Provided text:
==*==

He points out, "In 1997 total Canadian healthcare spending was $79 billion. Ten years later, the tab had reached $160 billion. Yet that decade of spending increases,far above the rate of inflation, did not fundamentally improve performance".
He questions, " Are we in the end a learning-disabled nation, frozen by tradition, paralyzed by the power of vested interestes, as complacent as Canadian hockey prior to the wake-up call of the 1972 summit series?"
He tries to answer his own question by setting out the Canadian variety of healthcare challenges and opportunities. He clearly names such issues as backward federal-provincial arrangements, backward incentives, and stakeholder groups that have more power than accountability. Yet he sees reason for optimism if we go beyond what he calls "pretend management" to deal with the real problems; if we embrace the information revolution to fuel our engines of analysis; and if we choose to learn from the best so that we can apply those learnings.
I think his best suggestion is this bold one:
Let people experiment, fail, regroup and improve. Let them organize their own work. Once they have embraced the culture of performance, the need to instruct, cajole, persuade and intervene vanishes.
My own idea goes further. Let's choose and invite a healthcare organization of proven excellence to temporarily take over one of our health care regions. They would bring their structures, their systems, their culture. We would supply our own people to work and learn. Such a pilot project, with all the appropriate deliverables could show us much if we were not too stubborn or full of hubris to do it.

==*==

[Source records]
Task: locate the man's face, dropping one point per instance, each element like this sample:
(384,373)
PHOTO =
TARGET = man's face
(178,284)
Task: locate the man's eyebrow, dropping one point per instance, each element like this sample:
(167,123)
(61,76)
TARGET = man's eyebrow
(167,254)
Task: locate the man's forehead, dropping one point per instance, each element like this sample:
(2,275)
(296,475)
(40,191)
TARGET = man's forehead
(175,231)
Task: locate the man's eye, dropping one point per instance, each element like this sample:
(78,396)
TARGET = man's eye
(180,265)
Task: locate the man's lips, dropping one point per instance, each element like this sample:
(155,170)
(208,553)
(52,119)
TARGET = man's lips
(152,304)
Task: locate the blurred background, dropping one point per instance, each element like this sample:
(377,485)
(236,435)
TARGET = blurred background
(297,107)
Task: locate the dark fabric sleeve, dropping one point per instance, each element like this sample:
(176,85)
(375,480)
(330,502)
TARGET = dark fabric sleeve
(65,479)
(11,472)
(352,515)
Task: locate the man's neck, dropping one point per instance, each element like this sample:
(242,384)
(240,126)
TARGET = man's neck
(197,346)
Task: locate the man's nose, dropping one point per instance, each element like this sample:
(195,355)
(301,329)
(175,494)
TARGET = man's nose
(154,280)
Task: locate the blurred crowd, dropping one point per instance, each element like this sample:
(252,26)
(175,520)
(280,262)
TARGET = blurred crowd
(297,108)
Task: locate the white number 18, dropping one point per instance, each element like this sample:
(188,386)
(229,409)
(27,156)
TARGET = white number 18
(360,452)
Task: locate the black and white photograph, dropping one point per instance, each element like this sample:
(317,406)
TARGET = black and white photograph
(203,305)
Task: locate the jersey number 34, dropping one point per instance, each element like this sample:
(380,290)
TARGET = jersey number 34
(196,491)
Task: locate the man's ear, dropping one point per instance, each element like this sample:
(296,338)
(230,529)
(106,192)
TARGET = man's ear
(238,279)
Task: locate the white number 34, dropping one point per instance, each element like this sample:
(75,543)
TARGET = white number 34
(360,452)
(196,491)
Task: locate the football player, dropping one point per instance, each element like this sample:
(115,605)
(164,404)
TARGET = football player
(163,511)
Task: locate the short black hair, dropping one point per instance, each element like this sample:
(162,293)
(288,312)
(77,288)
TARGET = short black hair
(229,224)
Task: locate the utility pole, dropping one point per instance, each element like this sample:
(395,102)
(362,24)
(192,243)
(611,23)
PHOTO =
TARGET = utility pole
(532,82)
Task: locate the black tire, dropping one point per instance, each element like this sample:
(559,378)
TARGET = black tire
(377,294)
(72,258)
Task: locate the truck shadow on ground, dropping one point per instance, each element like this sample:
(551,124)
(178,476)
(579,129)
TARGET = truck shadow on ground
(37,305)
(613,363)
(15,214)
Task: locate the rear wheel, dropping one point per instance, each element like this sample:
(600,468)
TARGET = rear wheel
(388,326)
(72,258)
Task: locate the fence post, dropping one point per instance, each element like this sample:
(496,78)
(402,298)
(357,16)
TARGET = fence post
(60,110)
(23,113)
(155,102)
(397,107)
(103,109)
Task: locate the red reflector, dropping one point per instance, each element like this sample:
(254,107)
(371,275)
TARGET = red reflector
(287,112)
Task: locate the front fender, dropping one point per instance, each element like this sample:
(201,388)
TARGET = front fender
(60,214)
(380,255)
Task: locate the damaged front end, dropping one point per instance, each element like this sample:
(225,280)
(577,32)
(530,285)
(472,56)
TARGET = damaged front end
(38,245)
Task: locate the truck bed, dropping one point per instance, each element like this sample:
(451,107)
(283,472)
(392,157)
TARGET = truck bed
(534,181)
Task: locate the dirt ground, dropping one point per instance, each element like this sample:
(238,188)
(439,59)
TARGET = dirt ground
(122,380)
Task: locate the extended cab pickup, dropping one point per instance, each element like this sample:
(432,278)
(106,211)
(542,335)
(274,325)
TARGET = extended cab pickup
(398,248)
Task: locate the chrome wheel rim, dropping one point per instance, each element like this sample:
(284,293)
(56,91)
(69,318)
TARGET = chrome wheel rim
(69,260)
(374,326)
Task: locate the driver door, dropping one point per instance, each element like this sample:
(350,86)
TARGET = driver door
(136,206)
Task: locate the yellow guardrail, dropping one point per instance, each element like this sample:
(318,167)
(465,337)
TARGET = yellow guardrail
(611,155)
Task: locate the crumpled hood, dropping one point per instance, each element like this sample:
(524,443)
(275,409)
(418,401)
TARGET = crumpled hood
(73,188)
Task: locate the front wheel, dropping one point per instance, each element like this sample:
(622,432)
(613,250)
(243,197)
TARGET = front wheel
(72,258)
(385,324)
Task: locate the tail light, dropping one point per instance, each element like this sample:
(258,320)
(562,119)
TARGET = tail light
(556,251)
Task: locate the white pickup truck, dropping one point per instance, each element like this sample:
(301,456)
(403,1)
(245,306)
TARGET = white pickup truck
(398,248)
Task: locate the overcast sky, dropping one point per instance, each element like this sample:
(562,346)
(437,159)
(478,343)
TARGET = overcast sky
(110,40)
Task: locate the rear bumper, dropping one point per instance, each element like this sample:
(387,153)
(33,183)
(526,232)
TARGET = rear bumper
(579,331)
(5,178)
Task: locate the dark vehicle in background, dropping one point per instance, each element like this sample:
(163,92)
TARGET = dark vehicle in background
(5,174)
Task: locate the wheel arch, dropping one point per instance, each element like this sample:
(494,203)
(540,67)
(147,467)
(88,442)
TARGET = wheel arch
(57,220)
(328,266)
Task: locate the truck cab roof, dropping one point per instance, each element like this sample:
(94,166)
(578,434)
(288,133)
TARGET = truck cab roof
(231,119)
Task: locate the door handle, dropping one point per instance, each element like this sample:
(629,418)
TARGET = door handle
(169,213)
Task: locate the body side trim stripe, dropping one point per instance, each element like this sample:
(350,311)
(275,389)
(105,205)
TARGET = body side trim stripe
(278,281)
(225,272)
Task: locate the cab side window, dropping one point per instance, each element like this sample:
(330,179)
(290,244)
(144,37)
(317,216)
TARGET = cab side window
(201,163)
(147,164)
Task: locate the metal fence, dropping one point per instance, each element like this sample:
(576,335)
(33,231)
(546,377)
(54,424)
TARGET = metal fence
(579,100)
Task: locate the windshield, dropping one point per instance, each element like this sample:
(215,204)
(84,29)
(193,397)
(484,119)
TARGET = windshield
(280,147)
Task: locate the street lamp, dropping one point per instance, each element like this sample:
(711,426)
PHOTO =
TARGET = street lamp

==*==

Request: In the commentary on Canadian healthcare, what had total Canadian healthcare spending reached ten years after 1997?

Problem solution: $160 billion.